→ Extract to read
======

The country has a slew of new projects in the pipeline and presents an attractive investment environment, but progress in building new facilities has been slower than anticipated, prompting protests in 2014 and eventually leading to institutional reform, with the establishment of the Ministry of Power as separate from the energy portfolio. Kwabena Dunkor, the newly installed minister of power, took office with an ambitious mandate, promising that he would resign if the supply shortage is not fixed by the end of 2015.

Challenging Confluence

The mismatch between supply and demand is in part a result of the confluence of a number of different factors. The large proportion of hydropower, for example, has increased vulnerability to climate change. The country gets 37.5% of its electricity from one facility, the Akosombo Dam in the south-east, where low water levels are having a significant impact.

Similarly, demand growth has been unusually high and has outpaced infrastructure construction. The 2010 assessment found that between 2000 and 2009 growth in the rate of peak demand was 44%, whereas new generation capacity expanded by 7%, and few new transmission lines were added to move power to demand centres. “Given the challenges it has faced to date, Ghana needs to streamline the execution of complex and large-scale energy projects,” Michael Zormelo, managing director of Omni Energy, told OBG.

Additional exogenous pressures have exacerbated the issue. Imported gas supply from Nigeria has fallen short of the contractual amount – a result of similar problems in that country – forcing Ghana to import crude oil at a higher price to run through its thermal plants. As a result of broader budgetary problems, buying expensive heavy fuel is difficult, and the government cannot afford to buy enough to generate at full capacity.

The country has also hoped to leverage domestic gas, and certainly has a domestic supply large enough to do so, but the construction and operations of the gas offtake infrastructure has been delayed by several years. The first processing facility was completed in late 2014 and should go some way to reducing the feedstock shortfall.

======

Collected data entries
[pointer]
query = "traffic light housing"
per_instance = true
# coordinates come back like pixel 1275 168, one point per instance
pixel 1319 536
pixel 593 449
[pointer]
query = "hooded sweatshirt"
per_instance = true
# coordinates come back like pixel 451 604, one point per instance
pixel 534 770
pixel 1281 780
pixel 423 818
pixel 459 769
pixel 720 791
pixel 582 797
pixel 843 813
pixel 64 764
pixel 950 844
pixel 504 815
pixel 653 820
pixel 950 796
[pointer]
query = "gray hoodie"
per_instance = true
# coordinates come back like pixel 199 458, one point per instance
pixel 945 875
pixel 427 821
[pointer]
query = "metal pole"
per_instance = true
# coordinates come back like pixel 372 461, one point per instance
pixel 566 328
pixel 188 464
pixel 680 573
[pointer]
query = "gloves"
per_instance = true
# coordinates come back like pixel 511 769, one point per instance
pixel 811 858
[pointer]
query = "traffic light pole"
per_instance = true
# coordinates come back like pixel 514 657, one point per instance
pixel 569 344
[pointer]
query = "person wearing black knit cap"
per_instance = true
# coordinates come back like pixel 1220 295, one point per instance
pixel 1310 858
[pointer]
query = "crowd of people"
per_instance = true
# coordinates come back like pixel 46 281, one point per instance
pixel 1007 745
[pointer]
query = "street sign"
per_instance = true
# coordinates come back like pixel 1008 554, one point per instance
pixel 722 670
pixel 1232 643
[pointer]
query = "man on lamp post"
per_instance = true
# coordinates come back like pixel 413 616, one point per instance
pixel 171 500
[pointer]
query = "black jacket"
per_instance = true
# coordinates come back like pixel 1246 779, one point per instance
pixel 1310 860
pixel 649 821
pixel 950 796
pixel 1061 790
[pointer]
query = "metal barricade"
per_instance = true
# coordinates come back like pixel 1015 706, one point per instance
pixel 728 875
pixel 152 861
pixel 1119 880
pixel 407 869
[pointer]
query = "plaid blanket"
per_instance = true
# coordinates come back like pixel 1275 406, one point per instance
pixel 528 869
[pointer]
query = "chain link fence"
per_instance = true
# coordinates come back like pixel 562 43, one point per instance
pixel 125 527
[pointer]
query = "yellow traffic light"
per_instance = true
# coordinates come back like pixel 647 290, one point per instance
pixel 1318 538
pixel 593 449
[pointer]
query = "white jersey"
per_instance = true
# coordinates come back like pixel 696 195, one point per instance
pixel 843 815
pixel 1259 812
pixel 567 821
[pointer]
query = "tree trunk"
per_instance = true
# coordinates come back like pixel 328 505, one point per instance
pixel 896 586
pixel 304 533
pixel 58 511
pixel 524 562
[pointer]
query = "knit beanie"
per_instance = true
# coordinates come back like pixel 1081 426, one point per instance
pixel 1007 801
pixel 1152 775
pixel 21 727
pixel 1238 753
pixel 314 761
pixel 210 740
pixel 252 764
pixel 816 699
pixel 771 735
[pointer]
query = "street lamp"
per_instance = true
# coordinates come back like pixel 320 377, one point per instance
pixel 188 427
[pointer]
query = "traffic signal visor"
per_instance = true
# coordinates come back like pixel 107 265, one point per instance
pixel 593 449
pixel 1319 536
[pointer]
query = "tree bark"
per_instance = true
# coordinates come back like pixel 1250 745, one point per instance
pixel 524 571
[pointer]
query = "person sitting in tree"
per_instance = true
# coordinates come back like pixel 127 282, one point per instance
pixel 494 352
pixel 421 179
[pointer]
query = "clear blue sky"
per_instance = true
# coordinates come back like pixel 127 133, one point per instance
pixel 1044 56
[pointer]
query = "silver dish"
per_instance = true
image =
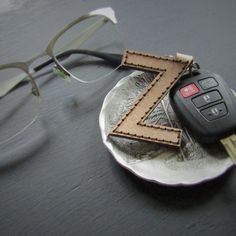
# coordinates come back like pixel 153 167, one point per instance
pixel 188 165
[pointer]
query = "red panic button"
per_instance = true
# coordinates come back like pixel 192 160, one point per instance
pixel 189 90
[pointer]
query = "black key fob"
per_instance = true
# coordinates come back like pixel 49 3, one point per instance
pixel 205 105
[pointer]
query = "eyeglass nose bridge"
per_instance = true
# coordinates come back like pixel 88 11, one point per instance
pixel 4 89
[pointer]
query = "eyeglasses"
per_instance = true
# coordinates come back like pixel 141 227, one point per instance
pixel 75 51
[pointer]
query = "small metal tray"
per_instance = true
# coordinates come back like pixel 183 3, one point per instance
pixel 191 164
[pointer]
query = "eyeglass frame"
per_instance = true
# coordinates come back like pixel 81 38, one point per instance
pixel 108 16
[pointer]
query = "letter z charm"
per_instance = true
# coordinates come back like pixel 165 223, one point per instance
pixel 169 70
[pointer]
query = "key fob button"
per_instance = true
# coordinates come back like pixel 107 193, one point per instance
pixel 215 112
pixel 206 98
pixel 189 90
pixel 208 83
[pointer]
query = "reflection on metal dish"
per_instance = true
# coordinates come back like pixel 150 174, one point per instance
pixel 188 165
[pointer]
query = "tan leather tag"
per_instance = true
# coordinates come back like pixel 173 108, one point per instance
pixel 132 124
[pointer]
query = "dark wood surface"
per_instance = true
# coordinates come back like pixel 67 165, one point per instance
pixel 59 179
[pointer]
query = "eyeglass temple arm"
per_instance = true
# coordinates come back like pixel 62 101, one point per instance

======

→ Goals
[1] Print the part of the passage on Ghana's power supply that starts at "Additional exogenous pressures" and ends at "the feedstock shortfall.".
[2] In the passage on Ghana's power supply, what share of the country's electricity comes from the Akosombo Dam?
[3] Pick up the passage on Ghana's power supply after its final sentence and continue it.

→ The replies
[1]
Additional exogenous pressures have exacerbated the issue. Imported gas supply from Nigeria has fallen short of the contractual amount – a result of similar problems in that country – forcing Ghana to import crude oil at a higher price to run through its thermal plants. As a result of broader budgetary problems, buying expensive heavy fuel is difficult, and the government cannot afford to buy enough to generate at full capacity.

The country has also hoped to leverage domestic gas, and certainly has a domestic supply large enough to do so, but the construction and operations of the gas offtake infrastructure has been delayed by several years. The first processing facility was completed in late 2014 and should go some way to reducing the feedstock shortfall.

[2] 37.5%

[3]
Bureaucratic and cash flow factors also add to the issue. According to press reports, a number of government agencies have outstanding balances for the power they have used, while the main distributor, the Electricity Company of Ghana (ECG), is in debt to the main generator, the Volta River Authority (VRA). To be sure, these problems are hardly unique to Ghana, and in many ways highlight the country’s sizeable investment needs and opportunities – for independent power producers (IPPs) as well as for private participation in distribution, where elements of operations are expected to be concessioned to outsiders ready to bring their technical expertise to the country.

Size & Scope

About 76% of Ghanaians have access to power, according to the Ministry of Power, and the goal is universal access by 2020. “The Ghanaian population as a whole still does not see electricity to be as much of a necessity for households to the extent that they will purchase generators,” Djan-Tawiah Kwame, the managing director at Cummins, told OBG.

Ghana gets 55% of its power from hydroelectricity, almost 45% from thermal plants using gas or oil products, and less than 1% from solar energy. The VRA is the major producer of power in the country, accounting for 73% of generation, according to its April 2015 update. IPPs account for the rest.

Peak demand in 2014 was 2179.5 MW and installed capacity reached 2719 MW, according to figures by Power Africa, a multinational programme initiated by the US, which aims to expand US private sector investment in the generation, distribution and transmission of Africa’s power sector. However, actual and available production capacity is much lower, as a result of fluctuations in rainfall and essential equipment being cycled off-line for maintenance.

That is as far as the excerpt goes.